++++ TASK MATERIAL

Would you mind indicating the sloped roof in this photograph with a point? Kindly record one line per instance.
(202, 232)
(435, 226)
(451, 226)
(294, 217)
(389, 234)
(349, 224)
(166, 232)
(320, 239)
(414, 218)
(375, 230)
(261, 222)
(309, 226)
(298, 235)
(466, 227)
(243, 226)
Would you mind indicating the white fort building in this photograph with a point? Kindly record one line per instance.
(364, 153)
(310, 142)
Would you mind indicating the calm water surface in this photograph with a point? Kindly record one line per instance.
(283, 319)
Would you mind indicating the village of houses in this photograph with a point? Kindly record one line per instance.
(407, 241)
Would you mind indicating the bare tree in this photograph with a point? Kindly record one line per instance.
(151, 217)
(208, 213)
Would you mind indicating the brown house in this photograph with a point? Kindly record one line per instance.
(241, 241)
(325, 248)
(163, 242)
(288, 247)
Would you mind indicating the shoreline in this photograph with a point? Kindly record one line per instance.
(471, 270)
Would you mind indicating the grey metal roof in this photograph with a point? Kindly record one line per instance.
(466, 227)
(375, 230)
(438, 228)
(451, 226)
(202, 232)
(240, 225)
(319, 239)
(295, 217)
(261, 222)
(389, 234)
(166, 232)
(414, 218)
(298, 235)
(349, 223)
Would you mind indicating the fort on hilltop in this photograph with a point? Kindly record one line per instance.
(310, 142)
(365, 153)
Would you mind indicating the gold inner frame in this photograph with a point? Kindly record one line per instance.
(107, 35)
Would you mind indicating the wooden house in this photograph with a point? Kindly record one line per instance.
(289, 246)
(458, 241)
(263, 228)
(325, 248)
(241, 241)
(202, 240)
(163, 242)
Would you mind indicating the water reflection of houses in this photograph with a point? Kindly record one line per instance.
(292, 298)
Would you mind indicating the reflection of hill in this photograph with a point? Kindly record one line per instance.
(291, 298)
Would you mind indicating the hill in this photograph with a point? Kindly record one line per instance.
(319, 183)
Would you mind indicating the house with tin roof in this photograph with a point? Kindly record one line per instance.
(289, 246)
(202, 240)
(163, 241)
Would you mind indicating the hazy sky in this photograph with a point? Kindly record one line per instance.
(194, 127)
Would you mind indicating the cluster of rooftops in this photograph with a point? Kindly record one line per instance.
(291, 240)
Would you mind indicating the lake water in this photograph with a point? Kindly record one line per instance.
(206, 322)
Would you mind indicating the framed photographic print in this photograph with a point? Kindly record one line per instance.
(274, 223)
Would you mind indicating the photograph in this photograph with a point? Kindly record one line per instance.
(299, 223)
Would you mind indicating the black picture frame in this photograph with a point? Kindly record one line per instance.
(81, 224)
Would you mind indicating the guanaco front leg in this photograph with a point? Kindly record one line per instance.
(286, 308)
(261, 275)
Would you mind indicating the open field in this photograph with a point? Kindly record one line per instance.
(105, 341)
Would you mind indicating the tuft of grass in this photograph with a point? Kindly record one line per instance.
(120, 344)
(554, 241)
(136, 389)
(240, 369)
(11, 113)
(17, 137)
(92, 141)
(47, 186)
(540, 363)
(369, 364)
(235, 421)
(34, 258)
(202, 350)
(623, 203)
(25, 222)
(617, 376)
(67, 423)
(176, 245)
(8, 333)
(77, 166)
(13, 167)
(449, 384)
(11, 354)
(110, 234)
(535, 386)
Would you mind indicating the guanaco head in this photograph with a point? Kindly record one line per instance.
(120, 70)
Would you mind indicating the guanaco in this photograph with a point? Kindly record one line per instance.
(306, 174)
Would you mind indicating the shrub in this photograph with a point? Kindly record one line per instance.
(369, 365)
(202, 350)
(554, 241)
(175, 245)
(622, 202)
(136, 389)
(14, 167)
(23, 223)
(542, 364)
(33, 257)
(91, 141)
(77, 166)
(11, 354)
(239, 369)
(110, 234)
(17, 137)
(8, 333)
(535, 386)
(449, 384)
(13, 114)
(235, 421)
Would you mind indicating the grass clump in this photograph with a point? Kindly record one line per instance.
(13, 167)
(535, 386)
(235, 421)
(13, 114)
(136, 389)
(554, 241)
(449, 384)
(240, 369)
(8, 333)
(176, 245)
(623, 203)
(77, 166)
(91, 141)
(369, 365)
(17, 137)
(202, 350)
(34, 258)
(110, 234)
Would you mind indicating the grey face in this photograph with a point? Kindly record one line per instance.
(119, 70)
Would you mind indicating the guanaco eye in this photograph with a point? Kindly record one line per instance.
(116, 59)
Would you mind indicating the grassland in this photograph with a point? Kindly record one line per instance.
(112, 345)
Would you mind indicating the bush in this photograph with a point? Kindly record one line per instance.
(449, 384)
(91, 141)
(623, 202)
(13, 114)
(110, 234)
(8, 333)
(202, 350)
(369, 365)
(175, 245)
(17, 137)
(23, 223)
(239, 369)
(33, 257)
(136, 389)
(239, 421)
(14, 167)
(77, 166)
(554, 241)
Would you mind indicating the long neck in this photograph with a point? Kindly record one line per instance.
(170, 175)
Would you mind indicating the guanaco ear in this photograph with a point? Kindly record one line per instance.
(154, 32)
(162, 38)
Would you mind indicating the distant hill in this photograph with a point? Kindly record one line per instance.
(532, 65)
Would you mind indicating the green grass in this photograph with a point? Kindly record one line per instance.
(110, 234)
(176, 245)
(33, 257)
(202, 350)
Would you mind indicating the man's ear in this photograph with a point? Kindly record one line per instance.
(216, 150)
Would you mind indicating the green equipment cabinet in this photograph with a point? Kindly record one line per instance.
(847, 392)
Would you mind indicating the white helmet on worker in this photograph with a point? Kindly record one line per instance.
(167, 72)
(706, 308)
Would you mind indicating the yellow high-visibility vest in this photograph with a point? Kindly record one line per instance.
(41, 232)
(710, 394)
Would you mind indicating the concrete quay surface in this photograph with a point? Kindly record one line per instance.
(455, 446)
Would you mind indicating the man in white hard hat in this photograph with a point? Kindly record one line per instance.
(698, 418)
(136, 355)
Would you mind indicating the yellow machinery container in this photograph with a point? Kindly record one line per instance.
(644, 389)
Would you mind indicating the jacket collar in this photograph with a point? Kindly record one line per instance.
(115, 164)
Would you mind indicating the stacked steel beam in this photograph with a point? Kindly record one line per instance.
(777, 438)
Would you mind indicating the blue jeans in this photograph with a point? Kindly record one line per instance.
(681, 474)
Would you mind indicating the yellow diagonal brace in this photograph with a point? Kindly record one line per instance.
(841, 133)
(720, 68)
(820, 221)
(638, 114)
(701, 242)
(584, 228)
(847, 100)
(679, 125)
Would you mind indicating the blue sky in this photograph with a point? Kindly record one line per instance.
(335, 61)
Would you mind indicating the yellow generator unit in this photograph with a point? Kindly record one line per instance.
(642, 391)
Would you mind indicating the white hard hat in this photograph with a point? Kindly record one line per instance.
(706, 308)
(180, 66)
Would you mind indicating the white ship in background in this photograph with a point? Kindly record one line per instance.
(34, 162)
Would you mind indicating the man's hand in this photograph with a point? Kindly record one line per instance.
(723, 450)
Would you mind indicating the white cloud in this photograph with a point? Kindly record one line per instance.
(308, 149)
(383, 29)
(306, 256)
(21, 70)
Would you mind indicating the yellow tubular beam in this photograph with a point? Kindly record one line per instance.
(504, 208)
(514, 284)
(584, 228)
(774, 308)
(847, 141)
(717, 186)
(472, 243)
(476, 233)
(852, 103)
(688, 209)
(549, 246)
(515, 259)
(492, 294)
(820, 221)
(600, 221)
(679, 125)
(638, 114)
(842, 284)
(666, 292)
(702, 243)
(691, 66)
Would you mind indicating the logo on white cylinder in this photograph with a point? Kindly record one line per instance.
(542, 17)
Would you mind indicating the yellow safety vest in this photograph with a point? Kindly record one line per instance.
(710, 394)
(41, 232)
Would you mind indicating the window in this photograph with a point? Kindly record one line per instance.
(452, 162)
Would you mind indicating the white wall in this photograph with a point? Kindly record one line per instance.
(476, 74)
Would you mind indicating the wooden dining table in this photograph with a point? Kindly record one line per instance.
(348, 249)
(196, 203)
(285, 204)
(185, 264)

++++++++
++++ TASK MATERIAL

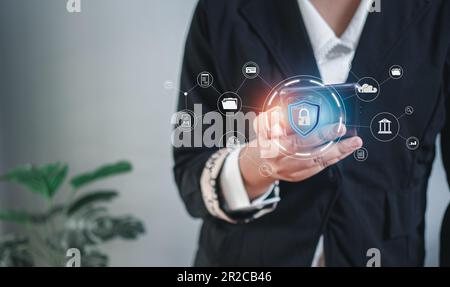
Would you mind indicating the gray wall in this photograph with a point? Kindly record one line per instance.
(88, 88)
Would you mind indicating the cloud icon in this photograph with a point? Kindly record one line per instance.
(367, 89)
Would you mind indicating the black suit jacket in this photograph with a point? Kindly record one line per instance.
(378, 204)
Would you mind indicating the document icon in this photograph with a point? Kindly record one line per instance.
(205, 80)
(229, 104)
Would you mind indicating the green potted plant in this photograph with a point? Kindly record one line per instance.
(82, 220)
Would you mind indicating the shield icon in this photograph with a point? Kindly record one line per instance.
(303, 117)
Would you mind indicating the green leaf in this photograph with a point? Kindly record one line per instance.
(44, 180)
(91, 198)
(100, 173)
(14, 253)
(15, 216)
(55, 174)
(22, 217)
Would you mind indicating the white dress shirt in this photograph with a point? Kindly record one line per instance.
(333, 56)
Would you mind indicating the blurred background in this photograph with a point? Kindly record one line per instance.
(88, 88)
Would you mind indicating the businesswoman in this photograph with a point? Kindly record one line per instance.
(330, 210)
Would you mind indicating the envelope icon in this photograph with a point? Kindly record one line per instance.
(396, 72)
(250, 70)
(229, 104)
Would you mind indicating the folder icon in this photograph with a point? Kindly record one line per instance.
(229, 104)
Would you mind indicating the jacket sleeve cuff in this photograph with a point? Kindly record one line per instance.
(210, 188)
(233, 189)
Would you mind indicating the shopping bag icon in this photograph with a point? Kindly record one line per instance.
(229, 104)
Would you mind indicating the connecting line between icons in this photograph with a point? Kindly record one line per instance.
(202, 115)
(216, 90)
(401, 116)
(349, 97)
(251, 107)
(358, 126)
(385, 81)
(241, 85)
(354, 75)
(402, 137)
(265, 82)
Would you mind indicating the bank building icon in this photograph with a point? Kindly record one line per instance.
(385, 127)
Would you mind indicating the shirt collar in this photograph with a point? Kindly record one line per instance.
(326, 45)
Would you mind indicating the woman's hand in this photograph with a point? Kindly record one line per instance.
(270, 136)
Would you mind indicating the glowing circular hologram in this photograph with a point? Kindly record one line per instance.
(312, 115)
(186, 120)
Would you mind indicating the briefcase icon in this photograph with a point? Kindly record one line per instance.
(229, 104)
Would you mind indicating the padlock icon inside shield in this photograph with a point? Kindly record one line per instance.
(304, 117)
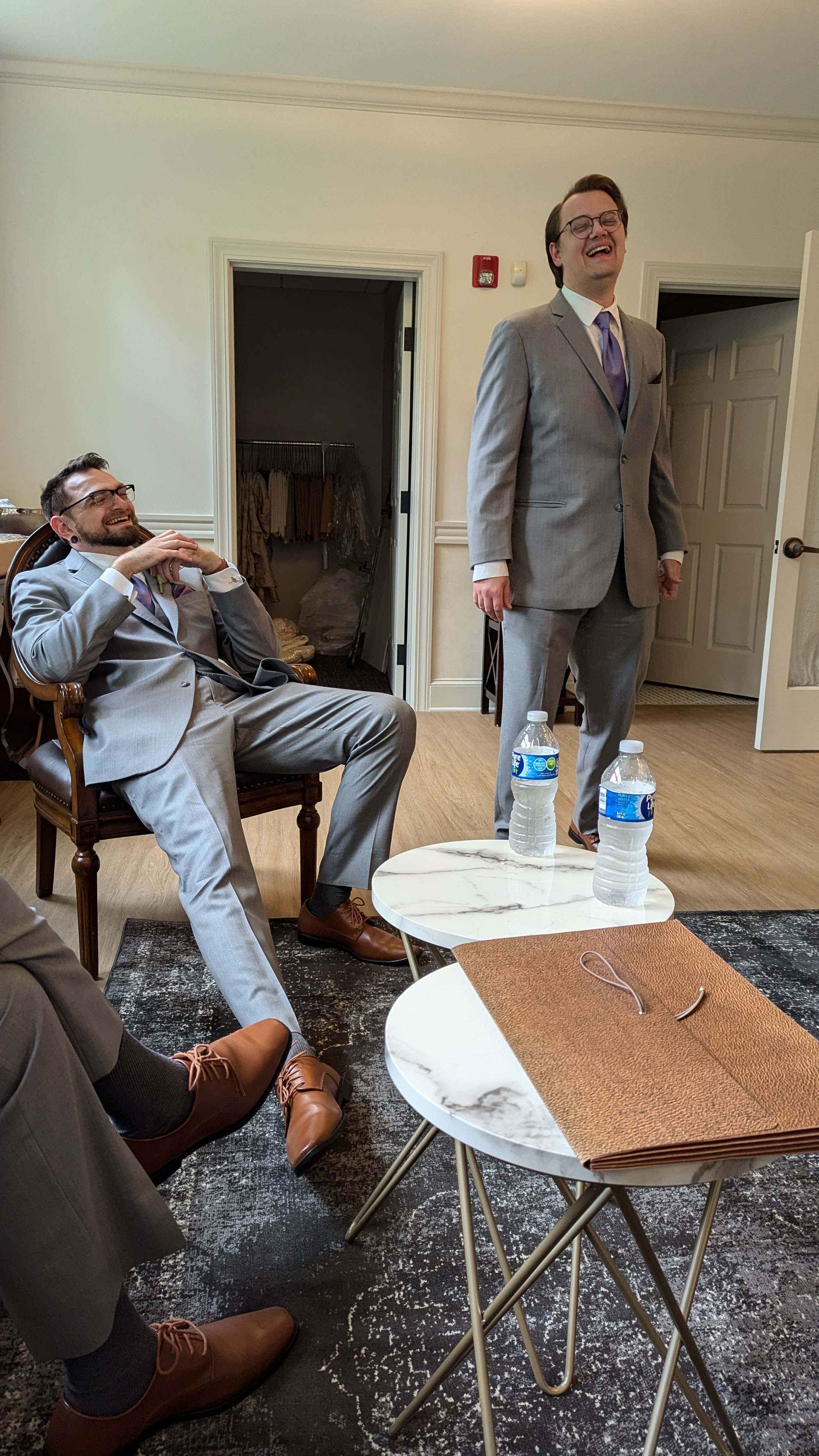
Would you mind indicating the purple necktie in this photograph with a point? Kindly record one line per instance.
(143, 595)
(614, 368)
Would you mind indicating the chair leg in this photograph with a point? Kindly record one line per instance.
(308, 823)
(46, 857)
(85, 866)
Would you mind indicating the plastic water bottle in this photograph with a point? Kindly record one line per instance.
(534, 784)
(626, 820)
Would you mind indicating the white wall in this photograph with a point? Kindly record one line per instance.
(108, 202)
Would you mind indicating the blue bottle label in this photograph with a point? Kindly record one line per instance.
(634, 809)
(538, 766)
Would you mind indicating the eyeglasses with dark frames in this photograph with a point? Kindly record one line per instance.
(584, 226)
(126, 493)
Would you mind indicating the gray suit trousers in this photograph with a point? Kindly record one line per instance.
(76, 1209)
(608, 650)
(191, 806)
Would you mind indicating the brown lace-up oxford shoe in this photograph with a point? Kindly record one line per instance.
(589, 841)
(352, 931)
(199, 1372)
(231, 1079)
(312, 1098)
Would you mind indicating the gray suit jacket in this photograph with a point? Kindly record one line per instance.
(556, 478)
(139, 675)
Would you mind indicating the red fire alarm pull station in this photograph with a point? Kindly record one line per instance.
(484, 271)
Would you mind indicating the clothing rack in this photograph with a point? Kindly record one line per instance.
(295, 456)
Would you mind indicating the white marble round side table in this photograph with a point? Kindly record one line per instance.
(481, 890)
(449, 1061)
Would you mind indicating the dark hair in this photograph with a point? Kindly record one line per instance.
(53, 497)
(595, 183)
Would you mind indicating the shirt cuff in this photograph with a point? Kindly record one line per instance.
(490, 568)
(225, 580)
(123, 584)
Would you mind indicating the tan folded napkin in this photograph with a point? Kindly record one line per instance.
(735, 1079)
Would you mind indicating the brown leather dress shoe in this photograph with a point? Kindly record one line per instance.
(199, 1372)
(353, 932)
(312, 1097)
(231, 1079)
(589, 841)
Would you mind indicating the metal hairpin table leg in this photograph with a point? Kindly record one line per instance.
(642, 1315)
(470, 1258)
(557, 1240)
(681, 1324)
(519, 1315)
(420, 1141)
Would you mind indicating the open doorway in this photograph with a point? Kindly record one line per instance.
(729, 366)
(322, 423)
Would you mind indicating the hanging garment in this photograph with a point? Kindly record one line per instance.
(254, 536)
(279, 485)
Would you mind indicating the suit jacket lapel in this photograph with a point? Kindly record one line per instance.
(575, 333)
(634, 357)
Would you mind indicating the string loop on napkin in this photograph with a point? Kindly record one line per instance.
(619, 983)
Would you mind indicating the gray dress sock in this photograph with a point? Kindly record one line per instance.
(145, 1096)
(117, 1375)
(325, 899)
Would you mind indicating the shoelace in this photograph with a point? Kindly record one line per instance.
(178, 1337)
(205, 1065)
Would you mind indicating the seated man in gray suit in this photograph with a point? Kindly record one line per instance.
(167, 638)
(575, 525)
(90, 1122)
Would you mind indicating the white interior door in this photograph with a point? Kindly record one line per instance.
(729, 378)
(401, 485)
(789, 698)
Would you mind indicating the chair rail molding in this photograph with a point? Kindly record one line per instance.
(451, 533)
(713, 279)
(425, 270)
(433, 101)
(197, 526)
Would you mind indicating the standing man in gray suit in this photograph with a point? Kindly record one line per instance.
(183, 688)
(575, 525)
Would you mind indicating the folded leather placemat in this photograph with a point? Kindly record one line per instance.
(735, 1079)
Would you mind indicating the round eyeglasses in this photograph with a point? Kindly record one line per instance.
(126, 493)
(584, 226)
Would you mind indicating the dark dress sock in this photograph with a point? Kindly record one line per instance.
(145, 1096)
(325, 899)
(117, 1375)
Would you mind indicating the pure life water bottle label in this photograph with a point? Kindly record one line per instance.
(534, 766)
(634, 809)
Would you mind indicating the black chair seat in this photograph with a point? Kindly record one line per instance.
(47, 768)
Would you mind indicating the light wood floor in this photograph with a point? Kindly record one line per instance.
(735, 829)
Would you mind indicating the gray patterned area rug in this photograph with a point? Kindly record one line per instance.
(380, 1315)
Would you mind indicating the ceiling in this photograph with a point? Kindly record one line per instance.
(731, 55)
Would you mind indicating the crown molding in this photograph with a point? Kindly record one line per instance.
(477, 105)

++++++++

Please locate each row above that contains the word "leather" and copy every one of them out in full.

* **RESPONSE**:
Would you mind indicating the brown leather dress shoe in this photograph with a point? Kindly record one line per instance.
Would you mind indicating the folded leather placemat in this photograph with a point? Kindly record one line per instance.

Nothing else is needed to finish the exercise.